§ SOURCE DATA

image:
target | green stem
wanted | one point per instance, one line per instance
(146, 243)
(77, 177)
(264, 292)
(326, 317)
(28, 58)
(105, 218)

§ PROBLEM DETAILS
Copy every line of the items above without changing a single character.

§ TASK OUTPUT
image:
target | green stem
wanted | one point per instance, one line per instance
(146, 243)
(77, 177)
(264, 292)
(326, 317)
(28, 58)
(105, 218)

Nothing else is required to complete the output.